## Текст для анализа
——

Положение усугублялось тем, что Эллен Келлонд, служанка Элиотов с 1918 года, которую Вивьен называла «едва ли не единственным своим другом», не могла сопровождать ее в клинике – вскоре она вышла замуж.

Ситуация становилась трагической.

Письмо Элиота, отправленное 18 декабря из отеля в Приморских Альпах, было коротким, без особой нежности и тепла. Он собирался заехать к Паунду в Рапалло.

«Дорогая Ви,

Было очень приятно получить твое письмо от 18 из Стэйнборо. Я выезжаю завтра и буду вечером в Рапалло. Это стоит всего 10/– в первом классе. Я должен выяснить насчет поездов Рапалло-Кале, когда я приеду туда, но, если не будет накладок, я устрою так, что приеду в Лондон 24-го (четверг). Я пошлю тебе телеграмму из Дувра; до этого от меня не будет вестей, если только не возникнет каких-либо изменений. Не мог уехать раньше, т. к. только что прислали паспорт, и требовалась итальянская виза.

——

## Задание 1
Откуда, согласно отрывку об Элиоте и Вивьен, было отправлено письмо Элиота от 18 декабря?
## Задание 2
Напишите продолжение отрывка об Элиоте и Вивьен, начиная после его последнего предложения.
Данные взяты из другого источника.

## Фрагменты данных

——

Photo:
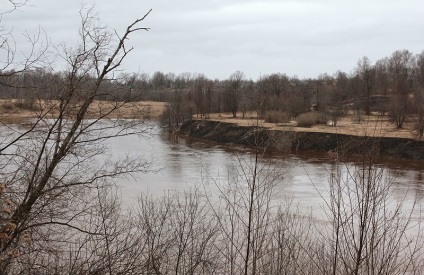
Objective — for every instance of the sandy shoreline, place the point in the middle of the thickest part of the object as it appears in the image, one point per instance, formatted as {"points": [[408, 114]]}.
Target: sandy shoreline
{"points": [[11, 111]]}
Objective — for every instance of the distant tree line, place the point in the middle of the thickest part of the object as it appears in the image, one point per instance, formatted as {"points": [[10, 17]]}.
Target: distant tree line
{"points": [[392, 86]]}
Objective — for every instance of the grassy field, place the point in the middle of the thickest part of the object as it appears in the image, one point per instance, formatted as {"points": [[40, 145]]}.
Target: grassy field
{"points": [[12, 111], [373, 125]]}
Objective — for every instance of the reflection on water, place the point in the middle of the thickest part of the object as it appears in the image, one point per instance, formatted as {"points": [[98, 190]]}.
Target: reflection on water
{"points": [[181, 163]]}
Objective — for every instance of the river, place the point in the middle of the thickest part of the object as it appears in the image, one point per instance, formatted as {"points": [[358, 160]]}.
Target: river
{"points": [[182, 163]]}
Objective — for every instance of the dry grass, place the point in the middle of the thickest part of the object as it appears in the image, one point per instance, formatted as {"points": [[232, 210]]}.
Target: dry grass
{"points": [[10, 113], [374, 125]]}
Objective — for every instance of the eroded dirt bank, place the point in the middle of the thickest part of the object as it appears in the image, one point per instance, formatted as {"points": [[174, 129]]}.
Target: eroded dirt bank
{"points": [[222, 132]]}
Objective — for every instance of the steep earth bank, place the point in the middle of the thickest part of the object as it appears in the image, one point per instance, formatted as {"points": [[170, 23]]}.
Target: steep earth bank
{"points": [[277, 140]]}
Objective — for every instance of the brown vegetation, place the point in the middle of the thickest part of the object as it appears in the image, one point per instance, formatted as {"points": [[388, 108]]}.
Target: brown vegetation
{"points": [[11, 112], [373, 125]]}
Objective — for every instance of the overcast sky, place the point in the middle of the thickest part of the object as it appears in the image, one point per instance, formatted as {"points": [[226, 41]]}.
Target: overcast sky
{"points": [[217, 37]]}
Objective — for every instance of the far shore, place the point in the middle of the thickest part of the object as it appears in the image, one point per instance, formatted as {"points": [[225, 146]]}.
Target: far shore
{"points": [[11, 112], [373, 125]]}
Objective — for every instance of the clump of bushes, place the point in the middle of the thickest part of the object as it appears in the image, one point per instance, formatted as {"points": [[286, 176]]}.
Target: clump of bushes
{"points": [[310, 119], [276, 117]]}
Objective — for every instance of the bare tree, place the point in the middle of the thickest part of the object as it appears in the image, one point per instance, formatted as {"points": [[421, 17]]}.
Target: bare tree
{"points": [[235, 82], [52, 169], [368, 229], [365, 72]]}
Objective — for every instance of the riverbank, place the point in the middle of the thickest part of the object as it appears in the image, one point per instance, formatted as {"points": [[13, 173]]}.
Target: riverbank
{"points": [[14, 112], [293, 140]]}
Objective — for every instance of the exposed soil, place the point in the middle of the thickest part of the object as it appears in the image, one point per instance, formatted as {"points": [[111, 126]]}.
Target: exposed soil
{"points": [[12, 111], [285, 138], [374, 125]]}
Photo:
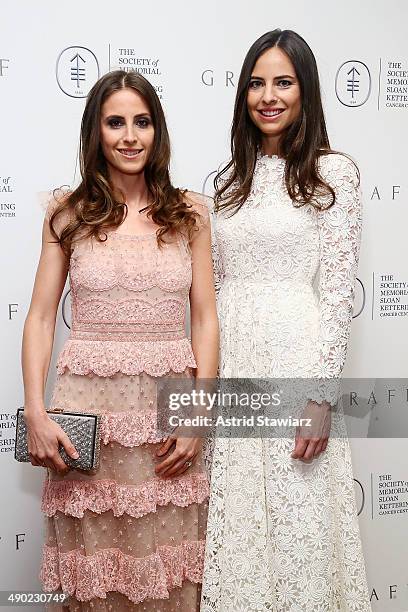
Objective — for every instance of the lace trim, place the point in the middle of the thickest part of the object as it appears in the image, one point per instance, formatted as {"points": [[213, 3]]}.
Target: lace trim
{"points": [[74, 497], [130, 428], [149, 577], [106, 358]]}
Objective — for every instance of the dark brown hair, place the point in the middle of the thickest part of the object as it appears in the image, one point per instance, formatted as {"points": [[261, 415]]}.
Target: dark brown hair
{"points": [[302, 143], [95, 205]]}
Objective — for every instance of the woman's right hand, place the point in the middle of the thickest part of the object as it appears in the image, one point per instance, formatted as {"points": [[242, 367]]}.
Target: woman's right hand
{"points": [[44, 437]]}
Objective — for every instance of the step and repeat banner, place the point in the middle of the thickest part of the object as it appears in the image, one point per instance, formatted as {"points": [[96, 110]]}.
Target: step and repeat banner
{"points": [[50, 56]]}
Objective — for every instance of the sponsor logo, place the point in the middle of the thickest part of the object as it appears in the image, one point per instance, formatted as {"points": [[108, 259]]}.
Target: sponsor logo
{"points": [[77, 70], [353, 83]]}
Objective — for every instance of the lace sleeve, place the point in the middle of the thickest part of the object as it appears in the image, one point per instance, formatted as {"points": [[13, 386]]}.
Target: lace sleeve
{"points": [[216, 255], [51, 201], [340, 234], [205, 206]]}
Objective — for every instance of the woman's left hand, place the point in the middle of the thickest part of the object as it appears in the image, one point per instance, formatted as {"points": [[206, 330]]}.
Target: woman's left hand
{"points": [[180, 460], [312, 440]]}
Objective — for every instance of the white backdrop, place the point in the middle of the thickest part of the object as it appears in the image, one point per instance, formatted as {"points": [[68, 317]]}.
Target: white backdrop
{"points": [[192, 52]]}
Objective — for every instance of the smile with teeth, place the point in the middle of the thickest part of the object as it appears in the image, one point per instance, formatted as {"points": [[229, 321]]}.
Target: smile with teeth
{"points": [[271, 113], [130, 153]]}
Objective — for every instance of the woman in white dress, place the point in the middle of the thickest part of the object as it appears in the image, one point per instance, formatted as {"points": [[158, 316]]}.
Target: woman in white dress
{"points": [[283, 533]]}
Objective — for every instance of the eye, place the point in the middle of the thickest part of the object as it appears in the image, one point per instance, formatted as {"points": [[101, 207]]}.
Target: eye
{"points": [[284, 83], [255, 84], [143, 122], [115, 123]]}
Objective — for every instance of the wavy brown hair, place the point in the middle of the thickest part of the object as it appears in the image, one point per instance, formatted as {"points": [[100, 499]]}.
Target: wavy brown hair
{"points": [[95, 205], [301, 145]]}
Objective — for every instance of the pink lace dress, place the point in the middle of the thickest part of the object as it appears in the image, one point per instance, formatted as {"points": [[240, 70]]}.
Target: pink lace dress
{"points": [[122, 538]]}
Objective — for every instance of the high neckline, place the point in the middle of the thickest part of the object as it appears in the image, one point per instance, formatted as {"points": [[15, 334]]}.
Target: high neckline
{"points": [[270, 161], [266, 157]]}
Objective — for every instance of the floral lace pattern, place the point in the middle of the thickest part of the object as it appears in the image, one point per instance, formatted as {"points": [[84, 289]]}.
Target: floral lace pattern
{"points": [[105, 358], [73, 497], [130, 428], [121, 533], [283, 535], [107, 570]]}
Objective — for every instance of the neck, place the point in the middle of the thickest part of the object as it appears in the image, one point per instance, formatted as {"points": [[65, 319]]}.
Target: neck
{"points": [[270, 145], [132, 186]]}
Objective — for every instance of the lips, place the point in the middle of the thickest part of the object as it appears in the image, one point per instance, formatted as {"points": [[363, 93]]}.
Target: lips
{"points": [[130, 153], [271, 113]]}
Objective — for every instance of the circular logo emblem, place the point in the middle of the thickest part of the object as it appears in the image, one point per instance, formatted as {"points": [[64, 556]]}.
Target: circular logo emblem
{"points": [[353, 83], [77, 70]]}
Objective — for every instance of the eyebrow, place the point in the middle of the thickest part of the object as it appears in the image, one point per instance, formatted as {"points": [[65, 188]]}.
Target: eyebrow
{"points": [[282, 76], [120, 116]]}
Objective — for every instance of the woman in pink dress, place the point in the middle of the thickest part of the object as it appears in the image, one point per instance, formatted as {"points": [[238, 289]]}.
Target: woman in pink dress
{"points": [[129, 535]]}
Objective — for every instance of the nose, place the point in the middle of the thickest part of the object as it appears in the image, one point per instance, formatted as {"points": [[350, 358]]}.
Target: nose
{"points": [[131, 134], [269, 94]]}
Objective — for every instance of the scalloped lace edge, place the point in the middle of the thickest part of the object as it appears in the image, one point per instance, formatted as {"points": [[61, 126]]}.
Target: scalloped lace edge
{"points": [[106, 358], [110, 569], [74, 497]]}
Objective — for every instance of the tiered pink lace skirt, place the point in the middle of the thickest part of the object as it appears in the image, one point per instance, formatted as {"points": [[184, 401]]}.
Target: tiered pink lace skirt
{"points": [[122, 538]]}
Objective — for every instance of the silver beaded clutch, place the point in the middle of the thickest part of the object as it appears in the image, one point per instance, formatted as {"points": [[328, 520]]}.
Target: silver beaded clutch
{"points": [[84, 431]]}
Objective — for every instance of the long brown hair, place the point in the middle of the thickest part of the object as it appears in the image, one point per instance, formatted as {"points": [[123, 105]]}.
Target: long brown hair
{"points": [[94, 206], [301, 145]]}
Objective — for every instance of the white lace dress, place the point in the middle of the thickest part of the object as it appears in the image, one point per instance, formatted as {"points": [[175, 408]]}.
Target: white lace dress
{"points": [[282, 534]]}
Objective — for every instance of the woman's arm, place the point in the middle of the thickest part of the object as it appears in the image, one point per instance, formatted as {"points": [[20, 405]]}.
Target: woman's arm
{"points": [[204, 337], [204, 320], [339, 236], [38, 336]]}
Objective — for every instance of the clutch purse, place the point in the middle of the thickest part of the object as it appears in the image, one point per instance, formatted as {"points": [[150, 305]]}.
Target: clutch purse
{"points": [[84, 431]]}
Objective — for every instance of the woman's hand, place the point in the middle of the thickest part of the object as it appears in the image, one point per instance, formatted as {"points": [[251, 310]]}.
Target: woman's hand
{"points": [[311, 441], [44, 437], [185, 451]]}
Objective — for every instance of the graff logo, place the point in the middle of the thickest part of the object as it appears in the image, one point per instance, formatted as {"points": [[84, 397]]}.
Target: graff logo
{"points": [[66, 309], [77, 70], [360, 496], [353, 83], [360, 299]]}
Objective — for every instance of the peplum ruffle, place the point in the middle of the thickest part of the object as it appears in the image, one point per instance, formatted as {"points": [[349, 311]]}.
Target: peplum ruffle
{"points": [[150, 577], [74, 497], [106, 358]]}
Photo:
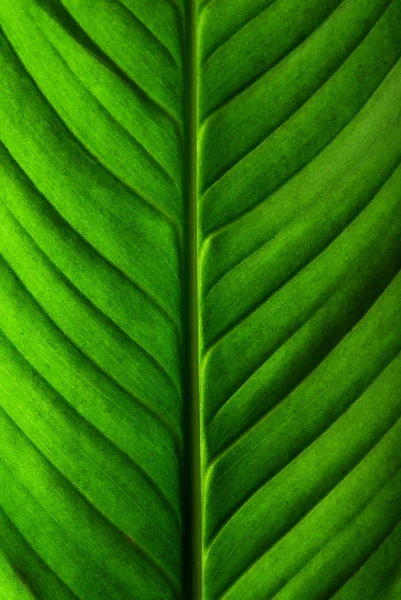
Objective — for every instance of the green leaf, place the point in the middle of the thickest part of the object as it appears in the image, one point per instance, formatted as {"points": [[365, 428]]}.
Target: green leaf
{"points": [[200, 324]]}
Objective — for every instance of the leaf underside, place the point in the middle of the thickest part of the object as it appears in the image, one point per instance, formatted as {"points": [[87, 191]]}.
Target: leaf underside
{"points": [[298, 228]]}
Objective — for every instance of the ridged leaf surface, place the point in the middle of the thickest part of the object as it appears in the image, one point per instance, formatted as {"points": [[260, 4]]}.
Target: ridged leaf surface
{"points": [[200, 324]]}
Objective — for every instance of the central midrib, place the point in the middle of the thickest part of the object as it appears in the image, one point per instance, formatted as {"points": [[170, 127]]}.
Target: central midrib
{"points": [[192, 519]]}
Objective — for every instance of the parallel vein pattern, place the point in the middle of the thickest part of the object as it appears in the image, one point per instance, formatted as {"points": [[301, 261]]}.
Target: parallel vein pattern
{"points": [[300, 256], [90, 303]]}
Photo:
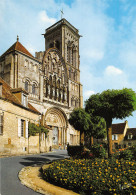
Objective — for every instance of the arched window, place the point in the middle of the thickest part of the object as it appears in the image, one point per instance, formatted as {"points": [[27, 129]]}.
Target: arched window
{"points": [[70, 73], [51, 45], [26, 86], [34, 89], [74, 56], [50, 80], [68, 54], [75, 76]]}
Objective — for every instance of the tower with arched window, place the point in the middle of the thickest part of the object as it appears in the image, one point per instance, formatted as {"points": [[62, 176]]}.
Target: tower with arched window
{"points": [[65, 37]]}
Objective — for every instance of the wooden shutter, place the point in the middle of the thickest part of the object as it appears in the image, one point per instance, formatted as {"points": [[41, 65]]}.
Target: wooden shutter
{"points": [[26, 129], [19, 127]]}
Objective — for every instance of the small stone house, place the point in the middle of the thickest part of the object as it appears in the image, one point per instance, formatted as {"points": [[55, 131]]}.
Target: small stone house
{"points": [[118, 133], [15, 113], [130, 137]]}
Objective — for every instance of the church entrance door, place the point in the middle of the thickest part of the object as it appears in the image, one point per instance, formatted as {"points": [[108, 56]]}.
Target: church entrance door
{"points": [[55, 135]]}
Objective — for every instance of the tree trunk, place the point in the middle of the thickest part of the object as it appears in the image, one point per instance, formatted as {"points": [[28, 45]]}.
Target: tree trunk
{"points": [[109, 138], [91, 140], [81, 138], [39, 142], [28, 144]]}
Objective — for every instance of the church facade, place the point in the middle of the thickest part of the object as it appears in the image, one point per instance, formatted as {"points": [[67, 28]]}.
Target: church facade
{"points": [[51, 79]]}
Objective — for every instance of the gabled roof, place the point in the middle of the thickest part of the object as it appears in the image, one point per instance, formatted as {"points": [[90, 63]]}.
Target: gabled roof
{"points": [[131, 131], [9, 96], [17, 46], [118, 128]]}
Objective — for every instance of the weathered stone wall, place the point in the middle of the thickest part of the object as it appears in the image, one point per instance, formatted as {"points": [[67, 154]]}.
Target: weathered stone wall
{"points": [[10, 141]]}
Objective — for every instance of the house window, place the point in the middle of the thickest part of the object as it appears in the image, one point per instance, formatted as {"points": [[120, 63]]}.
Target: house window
{"points": [[26, 85], [114, 137], [0, 89], [1, 124], [34, 89], [130, 136], [43, 136], [22, 127], [24, 100]]}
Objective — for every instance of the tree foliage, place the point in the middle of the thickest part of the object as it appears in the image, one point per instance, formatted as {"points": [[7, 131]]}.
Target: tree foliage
{"points": [[111, 104], [80, 120], [92, 126], [98, 128]]}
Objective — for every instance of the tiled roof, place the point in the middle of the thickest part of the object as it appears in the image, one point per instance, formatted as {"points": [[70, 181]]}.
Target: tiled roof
{"points": [[17, 46], [131, 131], [47, 127], [8, 95], [118, 128]]}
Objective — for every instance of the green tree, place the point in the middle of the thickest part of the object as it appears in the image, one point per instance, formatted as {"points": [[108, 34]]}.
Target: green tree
{"points": [[86, 123], [111, 104], [97, 129], [80, 120]]}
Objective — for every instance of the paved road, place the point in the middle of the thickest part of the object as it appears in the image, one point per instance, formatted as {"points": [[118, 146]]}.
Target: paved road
{"points": [[9, 168]]}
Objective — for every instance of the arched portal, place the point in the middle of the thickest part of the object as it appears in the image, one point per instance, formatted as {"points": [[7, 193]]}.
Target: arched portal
{"points": [[57, 120]]}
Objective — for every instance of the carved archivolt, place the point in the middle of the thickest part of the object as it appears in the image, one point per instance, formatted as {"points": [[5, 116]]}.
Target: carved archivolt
{"points": [[56, 117], [55, 79]]}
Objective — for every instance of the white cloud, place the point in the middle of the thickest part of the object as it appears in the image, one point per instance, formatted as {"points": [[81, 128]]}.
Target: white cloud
{"points": [[44, 18], [113, 71]]}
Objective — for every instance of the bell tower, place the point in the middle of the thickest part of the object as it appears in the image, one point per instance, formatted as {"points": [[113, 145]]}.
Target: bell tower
{"points": [[65, 37]]}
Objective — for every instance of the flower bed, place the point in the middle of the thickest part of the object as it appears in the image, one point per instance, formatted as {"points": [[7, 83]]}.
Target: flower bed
{"points": [[98, 176]]}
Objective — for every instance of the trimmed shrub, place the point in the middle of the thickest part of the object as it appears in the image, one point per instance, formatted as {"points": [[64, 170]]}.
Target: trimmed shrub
{"points": [[97, 176], [126, 154], [75, 150]]}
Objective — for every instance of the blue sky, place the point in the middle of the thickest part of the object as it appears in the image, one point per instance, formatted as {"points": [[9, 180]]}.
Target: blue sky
{"points": [[108, 45]]}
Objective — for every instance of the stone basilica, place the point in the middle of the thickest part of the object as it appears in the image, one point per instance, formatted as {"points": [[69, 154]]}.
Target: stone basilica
{"points": [[51, 79]]}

——

## Ответ 1
Из отеля в Приморских Альпах.

## Ответ 2
А пока с любовью,

Т.»[451]

Вивьен писала Эллен Келлонд 20-го:

«Дорогая Эллен,

Не говори никому о леди Р[отермир], особенно м-ру Элиоту. Ты понимаешь. Но скажи ему, Эллен, дорогая, что его жена действительно любит его, и по-прежнему любит его, и всегда-всегда его любила (он в это не верит). Попроси его быть добрым ко мне и простить все зло, которое я ему причинила. Проси и умоляй его приехать скорее и забрать меня, чтобы вместе встретить Рождество.

<…>

Если м-р Элиот не приедет до ночи, что я буду делать? Я сойду с ума, Эллен»[452].

На следующий день:

«Дорогая Эллен,

Вот копия письма от м-ра Элиота (от 18 декабря. – С. С.), которое как раз пришло. Это ответ на два моих письма, которые были длинными и исполненными чувства и в которых я умоляла его забрать меня домой на Рождество. Так что теперь ты видишь сама. Тот ли это м-р Элиот, которого ты знала? Ты видишь, он больше не хочет меня [видеть] и не заботится обо мне. О Эллен, что я буду делать, что я буду делать? И меня здесь держат, претендуя, что это для моего же блага, в то время как они мучают меня пренебрежением, и жестокостью, и отчаянием. Я совсем не спала последние две ночи, а за последние четыре, я думаю, от силы шесть часов.

Но меня здесь держат ради моего здоровья…»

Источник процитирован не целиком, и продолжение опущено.